◆ **What you should do**: For the material that follows, return exactly the lines from the one with "Target: metal garment rail" through the one with "Target: red face makeup", both ends included.

◆ **Material for this task**:

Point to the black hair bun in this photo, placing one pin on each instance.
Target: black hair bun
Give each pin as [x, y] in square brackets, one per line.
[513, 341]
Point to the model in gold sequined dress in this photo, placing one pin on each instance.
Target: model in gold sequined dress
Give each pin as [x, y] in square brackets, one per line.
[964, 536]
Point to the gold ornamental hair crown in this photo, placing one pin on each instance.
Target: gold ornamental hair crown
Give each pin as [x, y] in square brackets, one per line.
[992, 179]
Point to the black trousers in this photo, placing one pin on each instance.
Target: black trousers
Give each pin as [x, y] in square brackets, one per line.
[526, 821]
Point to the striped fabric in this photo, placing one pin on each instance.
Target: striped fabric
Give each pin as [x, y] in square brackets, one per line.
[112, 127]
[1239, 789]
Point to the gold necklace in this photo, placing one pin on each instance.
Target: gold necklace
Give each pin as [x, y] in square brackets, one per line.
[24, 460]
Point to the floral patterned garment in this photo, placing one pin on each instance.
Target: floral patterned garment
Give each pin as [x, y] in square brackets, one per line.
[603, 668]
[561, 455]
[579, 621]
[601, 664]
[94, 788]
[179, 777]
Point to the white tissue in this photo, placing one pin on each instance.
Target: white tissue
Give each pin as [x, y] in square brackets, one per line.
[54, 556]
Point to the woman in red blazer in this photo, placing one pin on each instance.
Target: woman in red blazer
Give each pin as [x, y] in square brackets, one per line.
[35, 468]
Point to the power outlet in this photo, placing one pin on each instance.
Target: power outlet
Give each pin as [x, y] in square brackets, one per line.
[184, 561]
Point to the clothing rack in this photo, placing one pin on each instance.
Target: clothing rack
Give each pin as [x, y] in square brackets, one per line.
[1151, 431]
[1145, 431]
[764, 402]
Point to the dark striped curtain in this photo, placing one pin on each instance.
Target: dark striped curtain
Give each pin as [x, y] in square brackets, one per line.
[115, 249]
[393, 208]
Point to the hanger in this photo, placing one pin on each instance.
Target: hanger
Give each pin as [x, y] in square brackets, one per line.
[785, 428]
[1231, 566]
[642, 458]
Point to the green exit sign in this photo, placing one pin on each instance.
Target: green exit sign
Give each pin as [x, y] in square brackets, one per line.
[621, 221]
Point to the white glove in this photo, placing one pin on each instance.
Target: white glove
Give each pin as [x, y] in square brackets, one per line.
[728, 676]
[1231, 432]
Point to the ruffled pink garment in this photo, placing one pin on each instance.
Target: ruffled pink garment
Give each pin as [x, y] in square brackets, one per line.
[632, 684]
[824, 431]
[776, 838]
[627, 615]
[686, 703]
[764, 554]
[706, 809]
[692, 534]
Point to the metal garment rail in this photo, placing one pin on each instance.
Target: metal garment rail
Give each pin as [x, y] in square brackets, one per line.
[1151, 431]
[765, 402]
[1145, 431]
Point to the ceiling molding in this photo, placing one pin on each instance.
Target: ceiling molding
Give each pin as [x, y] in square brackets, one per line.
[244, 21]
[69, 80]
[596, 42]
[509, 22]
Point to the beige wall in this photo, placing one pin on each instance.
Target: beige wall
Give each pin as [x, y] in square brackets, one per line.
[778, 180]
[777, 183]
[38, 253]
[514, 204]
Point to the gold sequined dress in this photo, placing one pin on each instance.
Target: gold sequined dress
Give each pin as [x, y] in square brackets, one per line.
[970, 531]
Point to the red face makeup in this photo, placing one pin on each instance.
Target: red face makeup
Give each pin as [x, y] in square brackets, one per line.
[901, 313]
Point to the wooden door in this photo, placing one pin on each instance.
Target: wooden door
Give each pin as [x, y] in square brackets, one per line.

◆ **Exercise solution**:
Target: metal garment rail
Give each pin as [x, y] in square brackets, one per line.
[1151, 431]
[765, 402]
[1145, 431]
Point to the ceiling molding in this photo, placing one pin on each instance.
Target: ceiling molding
Give each pin as [x, y] in square brackets, one per line.
[244, 21]
[69, 80]
[596, 42]
[509, 22]
Point to the beige wall in this photo, placing one pin on each instance.
Target: beige wall
Give each pin as [x, y] in square brackets, one per line.
[778, 180]
[777, 183]
[38, 253]
[514, 204]
Point to the gold sequined dress in this photo, placing one pin on each instance.
Target: gold sequined dress
Give each pin as [x, y] in square brackets, one per line.
[970, 531]
Point to the red face makeup in this photo, placing one pin on each instance.
Target: red face makeup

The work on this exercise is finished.